§ What is required: Write out the part of the Jackson County jobs article below from "While the Bureau" up to and including "end of 2011.", word for word.

------ Selected excerpt ------

Job creation has struggled to keep pace with Jackson County's growing population and work force.

Job creation has struggled to keep pace with Jackson County's growing population and work force.

The county's seasonally adjusted jobless rate remained in double digits in October, as the Bureau of Labor Statistics reported 11.5 percent unemployment.

The unemployment rate was a slight improvement over September's 11.6 percent figure. The 95,234 people employed in October represented an increase of 817 jobs over the previous month.

Jackson County is one of 22 counties whose population grew from mid-2010 to mid-2011, according to Portland State University researchers. The Bureau of Labor Statistics pegged Jackson County's labor force at 105,739 last month — 2,617 more than a year earlier. That population increase adds job-seekers to the local market and makes it more difficult to cut into the unemployment rate.

"That signifies new entrants into the labor markets," Guy Tauer, a regional economist with the Oregon Employment Department said. "It could be students who have graduated and are becoming job-seekers, people moving into the area or people coming back into the work force. In the depths of the Great Recession, there were people who gave up searching for jobs. If they start hearing that companies are hiring, they come back and the labor force number goes up."

While the Bureau of Labor Statistics estimated an additional 2,350 Jackson County residents found jobs in the past year, Tauer said he was skeptical the federal agency's estimates will hold up once the quarterly numbers are analyzed at the end of 2011.

------ Entries shown ------

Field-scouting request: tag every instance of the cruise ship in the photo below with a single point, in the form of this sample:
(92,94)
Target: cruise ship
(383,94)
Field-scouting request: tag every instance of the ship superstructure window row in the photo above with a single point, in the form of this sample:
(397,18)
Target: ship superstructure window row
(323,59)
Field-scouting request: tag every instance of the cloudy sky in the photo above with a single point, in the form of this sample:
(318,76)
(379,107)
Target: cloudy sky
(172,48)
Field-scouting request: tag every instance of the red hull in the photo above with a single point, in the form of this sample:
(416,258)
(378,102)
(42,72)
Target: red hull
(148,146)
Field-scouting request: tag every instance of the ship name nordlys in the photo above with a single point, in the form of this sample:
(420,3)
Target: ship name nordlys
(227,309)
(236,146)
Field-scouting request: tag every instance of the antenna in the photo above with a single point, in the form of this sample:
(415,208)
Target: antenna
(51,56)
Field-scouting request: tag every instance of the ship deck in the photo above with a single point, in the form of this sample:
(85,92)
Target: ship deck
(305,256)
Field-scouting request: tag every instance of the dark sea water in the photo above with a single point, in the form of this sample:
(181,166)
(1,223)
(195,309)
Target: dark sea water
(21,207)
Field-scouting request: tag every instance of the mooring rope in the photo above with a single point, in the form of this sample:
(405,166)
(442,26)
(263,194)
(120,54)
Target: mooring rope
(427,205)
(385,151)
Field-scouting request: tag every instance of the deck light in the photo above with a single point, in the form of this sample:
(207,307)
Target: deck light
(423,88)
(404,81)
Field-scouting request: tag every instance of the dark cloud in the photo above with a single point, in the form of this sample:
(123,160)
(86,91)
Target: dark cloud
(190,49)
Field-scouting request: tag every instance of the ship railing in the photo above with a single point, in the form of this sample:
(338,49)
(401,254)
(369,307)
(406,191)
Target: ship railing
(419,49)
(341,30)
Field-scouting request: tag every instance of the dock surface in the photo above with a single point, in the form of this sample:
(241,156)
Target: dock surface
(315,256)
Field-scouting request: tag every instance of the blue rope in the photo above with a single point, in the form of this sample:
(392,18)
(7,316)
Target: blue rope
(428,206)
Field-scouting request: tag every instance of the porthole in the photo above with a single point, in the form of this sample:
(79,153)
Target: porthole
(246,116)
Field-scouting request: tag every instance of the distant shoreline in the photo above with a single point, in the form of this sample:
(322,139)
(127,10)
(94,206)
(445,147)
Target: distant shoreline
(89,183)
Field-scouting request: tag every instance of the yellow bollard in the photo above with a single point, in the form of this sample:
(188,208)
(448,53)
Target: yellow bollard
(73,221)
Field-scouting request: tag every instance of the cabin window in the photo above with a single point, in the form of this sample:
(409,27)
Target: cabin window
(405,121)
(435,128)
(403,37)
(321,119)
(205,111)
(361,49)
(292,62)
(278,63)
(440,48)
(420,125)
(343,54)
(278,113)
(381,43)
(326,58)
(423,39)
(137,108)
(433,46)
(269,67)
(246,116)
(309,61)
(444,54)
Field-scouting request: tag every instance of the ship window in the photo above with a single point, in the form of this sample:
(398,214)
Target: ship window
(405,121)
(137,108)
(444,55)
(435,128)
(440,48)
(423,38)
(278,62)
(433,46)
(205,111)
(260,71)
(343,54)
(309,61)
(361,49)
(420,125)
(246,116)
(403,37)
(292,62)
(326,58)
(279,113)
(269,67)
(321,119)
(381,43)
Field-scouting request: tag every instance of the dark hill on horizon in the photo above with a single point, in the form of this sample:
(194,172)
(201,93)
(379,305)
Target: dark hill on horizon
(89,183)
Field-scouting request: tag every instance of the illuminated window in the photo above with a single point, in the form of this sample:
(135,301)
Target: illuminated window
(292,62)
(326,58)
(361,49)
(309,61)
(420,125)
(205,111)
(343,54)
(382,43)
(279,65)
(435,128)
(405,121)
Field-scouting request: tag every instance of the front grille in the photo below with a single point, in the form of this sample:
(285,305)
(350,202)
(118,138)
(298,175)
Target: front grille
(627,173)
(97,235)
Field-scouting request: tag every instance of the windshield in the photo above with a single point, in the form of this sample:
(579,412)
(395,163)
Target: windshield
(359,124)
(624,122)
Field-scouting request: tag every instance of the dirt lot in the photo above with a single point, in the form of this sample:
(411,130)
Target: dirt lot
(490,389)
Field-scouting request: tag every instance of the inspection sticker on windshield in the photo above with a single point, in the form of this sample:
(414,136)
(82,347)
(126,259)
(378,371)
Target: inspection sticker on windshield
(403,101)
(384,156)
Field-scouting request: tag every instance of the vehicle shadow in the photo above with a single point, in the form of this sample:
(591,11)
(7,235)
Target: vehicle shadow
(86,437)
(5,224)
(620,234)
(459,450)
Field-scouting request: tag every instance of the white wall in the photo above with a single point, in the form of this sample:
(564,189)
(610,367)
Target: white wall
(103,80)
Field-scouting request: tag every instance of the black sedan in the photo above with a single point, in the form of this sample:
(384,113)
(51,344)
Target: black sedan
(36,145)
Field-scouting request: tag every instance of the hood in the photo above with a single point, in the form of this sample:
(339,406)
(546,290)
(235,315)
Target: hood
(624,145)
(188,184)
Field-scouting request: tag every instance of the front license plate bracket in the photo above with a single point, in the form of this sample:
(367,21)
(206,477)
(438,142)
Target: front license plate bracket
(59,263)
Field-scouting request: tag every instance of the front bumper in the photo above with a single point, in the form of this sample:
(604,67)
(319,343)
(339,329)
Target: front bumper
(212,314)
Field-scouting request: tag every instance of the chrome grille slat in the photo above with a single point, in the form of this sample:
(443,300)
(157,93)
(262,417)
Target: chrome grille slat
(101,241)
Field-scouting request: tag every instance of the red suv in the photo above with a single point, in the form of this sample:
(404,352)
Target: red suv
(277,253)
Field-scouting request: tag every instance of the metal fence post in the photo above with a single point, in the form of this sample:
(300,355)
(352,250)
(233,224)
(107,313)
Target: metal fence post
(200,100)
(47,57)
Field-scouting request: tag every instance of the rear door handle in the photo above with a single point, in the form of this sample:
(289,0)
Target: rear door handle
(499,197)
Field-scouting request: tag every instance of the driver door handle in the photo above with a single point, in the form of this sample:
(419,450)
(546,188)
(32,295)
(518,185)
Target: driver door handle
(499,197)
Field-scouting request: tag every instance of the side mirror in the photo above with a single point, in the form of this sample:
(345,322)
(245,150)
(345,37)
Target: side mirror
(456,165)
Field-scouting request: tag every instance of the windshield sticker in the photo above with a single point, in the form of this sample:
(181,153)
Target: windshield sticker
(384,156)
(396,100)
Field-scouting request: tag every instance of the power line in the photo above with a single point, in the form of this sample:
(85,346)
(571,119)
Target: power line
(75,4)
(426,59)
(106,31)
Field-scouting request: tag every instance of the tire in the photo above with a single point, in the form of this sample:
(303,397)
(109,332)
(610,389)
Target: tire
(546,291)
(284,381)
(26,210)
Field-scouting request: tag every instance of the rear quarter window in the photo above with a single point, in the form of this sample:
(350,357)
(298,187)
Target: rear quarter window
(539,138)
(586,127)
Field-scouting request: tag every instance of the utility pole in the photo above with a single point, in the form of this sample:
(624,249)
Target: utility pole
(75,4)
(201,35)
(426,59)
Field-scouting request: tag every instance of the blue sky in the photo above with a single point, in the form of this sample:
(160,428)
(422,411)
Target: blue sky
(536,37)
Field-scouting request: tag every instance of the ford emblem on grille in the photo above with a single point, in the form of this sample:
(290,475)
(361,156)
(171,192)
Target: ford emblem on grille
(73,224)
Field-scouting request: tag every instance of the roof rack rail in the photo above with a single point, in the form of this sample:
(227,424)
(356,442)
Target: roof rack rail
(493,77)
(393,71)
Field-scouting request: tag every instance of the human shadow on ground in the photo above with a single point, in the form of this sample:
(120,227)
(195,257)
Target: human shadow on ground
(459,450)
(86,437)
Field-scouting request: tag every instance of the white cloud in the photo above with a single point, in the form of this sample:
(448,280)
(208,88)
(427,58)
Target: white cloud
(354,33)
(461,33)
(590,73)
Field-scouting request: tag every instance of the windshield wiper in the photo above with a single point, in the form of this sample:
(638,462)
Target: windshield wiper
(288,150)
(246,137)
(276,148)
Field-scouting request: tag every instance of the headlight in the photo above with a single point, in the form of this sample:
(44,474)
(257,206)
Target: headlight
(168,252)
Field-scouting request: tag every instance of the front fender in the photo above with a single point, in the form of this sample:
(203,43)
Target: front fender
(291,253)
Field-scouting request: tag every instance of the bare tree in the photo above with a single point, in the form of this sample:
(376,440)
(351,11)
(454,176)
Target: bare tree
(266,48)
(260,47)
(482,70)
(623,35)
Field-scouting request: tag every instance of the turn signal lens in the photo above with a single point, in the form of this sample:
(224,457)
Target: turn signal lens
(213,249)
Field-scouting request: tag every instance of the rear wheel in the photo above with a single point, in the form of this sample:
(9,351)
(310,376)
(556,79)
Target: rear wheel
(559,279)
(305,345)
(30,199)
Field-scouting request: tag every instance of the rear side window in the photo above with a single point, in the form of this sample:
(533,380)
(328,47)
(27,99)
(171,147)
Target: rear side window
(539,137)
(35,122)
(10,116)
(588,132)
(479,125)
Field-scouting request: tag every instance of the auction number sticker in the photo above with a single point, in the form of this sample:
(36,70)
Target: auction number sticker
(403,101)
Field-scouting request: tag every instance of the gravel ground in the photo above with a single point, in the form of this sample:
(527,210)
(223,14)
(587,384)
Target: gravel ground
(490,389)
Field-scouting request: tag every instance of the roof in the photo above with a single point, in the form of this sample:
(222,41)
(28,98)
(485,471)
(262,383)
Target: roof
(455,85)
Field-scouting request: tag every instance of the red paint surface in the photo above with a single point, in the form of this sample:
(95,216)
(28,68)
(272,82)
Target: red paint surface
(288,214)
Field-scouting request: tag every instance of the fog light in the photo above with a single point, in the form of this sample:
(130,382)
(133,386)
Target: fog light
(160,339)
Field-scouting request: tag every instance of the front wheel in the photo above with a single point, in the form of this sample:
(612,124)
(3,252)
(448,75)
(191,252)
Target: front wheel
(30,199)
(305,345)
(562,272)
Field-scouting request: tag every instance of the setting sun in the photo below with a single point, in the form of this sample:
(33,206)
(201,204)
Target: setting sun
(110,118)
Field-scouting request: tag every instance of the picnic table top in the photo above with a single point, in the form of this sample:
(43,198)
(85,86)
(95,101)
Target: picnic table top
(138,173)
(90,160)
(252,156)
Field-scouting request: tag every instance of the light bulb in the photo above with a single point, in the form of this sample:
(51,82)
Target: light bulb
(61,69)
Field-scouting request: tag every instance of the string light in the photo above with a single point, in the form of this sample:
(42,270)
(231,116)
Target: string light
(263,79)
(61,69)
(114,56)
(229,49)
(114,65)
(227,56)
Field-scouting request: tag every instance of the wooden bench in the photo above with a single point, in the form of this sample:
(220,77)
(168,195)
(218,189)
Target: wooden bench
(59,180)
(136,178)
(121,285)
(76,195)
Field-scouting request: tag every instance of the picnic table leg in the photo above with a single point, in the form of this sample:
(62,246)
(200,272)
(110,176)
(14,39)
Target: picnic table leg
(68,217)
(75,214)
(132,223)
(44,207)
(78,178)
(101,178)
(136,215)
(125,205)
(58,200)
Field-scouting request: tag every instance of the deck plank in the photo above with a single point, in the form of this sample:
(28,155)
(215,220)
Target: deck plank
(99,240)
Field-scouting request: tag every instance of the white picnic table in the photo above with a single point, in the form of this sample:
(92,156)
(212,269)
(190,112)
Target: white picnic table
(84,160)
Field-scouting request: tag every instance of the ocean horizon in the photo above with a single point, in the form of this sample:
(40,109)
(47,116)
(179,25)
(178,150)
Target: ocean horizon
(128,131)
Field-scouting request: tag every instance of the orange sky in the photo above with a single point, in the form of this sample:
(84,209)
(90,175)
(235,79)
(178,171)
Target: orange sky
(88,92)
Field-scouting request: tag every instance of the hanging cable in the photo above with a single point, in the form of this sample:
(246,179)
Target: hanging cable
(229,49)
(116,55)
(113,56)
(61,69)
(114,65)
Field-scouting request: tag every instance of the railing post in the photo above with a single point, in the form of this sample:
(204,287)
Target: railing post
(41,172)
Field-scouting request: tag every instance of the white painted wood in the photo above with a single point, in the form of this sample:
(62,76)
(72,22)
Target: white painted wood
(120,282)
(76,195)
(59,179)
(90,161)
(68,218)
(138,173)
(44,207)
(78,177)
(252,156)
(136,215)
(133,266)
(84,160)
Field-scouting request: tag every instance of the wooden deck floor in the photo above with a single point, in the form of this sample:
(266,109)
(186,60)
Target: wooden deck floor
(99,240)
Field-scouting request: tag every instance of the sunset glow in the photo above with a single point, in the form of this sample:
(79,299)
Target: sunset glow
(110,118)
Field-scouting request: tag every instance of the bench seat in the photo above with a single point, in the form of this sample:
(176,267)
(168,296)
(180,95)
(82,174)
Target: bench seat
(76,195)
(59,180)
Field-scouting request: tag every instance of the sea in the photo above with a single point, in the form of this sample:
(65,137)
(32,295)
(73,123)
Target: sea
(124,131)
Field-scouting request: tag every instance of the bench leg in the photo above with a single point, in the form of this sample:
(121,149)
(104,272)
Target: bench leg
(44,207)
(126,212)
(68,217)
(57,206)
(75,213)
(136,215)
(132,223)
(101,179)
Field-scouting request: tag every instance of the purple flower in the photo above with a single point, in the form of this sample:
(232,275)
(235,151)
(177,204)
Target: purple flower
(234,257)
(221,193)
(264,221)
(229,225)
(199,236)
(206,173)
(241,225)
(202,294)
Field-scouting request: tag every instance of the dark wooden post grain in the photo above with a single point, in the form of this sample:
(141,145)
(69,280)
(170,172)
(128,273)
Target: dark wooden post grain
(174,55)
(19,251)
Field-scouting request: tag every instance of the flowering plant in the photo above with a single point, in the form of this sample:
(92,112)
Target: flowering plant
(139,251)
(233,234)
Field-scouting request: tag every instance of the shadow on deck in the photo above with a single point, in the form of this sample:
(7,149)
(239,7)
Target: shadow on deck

------

§ Written answer:
While the Bureau of Labor Statistics estimated an additional 2,350 Jackson County residents found jobs in the past year, Tauer said he was skeptical the federal agency's estimates will hold up once the quarterly numbers are analyzed at the end of 2011.